Record excerpts ▸
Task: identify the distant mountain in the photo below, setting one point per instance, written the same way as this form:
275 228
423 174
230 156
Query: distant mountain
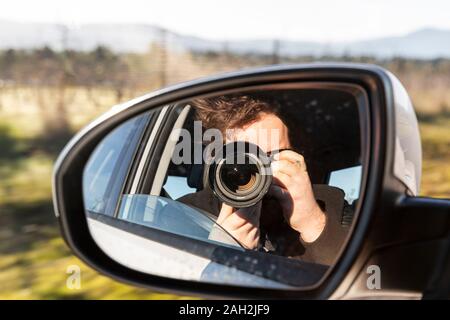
424 43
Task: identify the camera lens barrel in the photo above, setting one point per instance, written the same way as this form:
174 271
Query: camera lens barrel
239 174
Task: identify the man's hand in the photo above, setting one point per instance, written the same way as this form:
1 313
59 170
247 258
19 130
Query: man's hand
292 187
242 223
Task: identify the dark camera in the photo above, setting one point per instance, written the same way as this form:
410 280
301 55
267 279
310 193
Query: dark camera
239 174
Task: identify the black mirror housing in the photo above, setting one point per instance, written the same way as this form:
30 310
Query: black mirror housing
388 219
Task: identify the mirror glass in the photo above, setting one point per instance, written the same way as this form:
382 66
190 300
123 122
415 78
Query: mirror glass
257 187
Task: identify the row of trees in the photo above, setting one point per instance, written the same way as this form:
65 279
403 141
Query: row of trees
139 72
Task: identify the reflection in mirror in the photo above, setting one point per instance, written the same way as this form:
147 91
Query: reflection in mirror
257 187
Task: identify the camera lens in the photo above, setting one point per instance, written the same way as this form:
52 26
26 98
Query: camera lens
240 175
239 178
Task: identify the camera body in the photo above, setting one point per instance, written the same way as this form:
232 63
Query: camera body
239 174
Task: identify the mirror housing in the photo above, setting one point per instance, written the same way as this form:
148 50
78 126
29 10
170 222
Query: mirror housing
388 222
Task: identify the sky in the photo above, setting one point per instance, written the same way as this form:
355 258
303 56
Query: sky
311 20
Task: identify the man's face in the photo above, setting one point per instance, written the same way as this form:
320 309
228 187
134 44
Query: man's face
268 132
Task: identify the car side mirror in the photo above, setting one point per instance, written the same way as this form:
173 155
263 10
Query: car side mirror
285 181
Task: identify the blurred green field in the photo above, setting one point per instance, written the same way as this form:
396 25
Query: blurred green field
34 258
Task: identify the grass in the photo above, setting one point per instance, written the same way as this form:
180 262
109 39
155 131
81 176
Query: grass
34 258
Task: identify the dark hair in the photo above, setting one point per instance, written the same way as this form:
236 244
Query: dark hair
232 111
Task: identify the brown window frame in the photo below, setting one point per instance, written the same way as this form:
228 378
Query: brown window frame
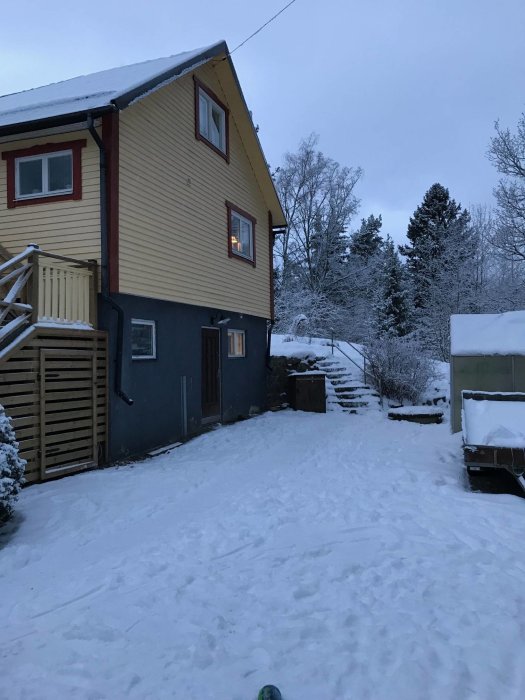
201 86
231 253
11 157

Aim of the exercise ▸ Rewrite the lines starting with the line that contains "Task: identify the car" and going on through the end of the lines, swapping every "Query" for "Label" and changing nothing else. Leave the pictures out of your answer.

Output of the task ▸
Task: identify the car side mirror in the photo above, setting one point per instance, written the same way as this form:
173 155
263 10
Label: car side mirror
285 181
Task: identify the blurred green field in the photo above, setting one point per instance, written the same way as this form:
396 25
Label: blurred green field
34 258
Task: identify the grass in the photo above, setting one point per instance, written the same way as this form:
180 262
109 39
155 131
81 176
Label: grass
34 258
Task: identify the dark hair in the photo above, setting one point per instance, written the same way as this form:
236 244
Label: dark hair
232 111
Task: identify the brown window frame in the photo below, setting one point per instance, written the same way as this form:
228 378
Label: brown window frame
201 86
231 253
11 157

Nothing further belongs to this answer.